▶ _READING PASSAGE_:
☆ ☆ ☆ ☆ ☆

Transitions in art . . . from page 1
These broad questions are made digestible because they’re addressed through the experiences of a unique character, Eric. The audience is brought on a striking journey as they learn about Eric, who has recently left behind his life as Erica. His story is compelling not because he is transgender but because everyone shares more common ground with Eric than they might initially believe.
Played by Teresa Sanderson, Eric takes the stage as a speaker for an event titled “Living Trans.” As Eric relates anecdotes from his life — some humorous, like when he finds out his new girlfriend is a gynecologist, others heart wrenching, like the story of his son’s rejection — the theatrical audience is transformed into his conference audience, a strategy that engages the viewers in what is a series of personal disclosures. Through an elegant bit of stage design by Jerry Rapier, also the Producing Director, Eric is behind a podium when he shares the stories he has prepared, but moves off the platform, away from the protection of the podium, and closer to the audience when he is sharing a raw piece of his life that he seems surprised to reveal.

☆ ☆ ☆ ☆ ☆

▶ _SUPPLIED DATA_:
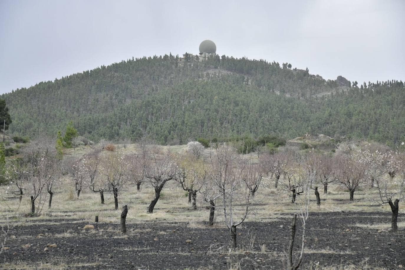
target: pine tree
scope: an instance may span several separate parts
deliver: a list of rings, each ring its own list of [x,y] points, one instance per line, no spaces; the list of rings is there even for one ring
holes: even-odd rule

☆ ☆ ☆ ☆ ☆

▶ _EXERCISE TASK 1_:
Reproduce the passage of the theater review word for word, starting with "Played by Teresa" and going on through "surprised to reveal.".
▶ _EXERCISE TASK 2_:
According to the theater review, what makes Eric's story compelling?

▶ _EXPECTED OUTPUT 1_:
Played by Teresa Sanderson, Eric takes the stage as a speaker for an event titled “Living Trans.” As Eric relates anecdotes from his life — some humorous, like when he finds out his new girlfriend is a gynecologist, others heart wrenching, like the story of his son’s rejection — the theatrical audience is transformed into his conference audience, a strategy that engages the viewers in what is a series of personal disclosures. Through an elegant bit of stage design by Jerry Rapier, also the Producing Director, Eric is behind a podium when he shares the stories he has prepared, but moves off the platform, away from the protection of the podium, and closer to the audience when he is sharing a raw piece of his life that he seems surprised to reveal.

▶ _EXPECTED OUTPUT 2_:
Eric's story is compelling not because he is transgender. It is compelling because everyone shares more common ground with him than they might initially believe.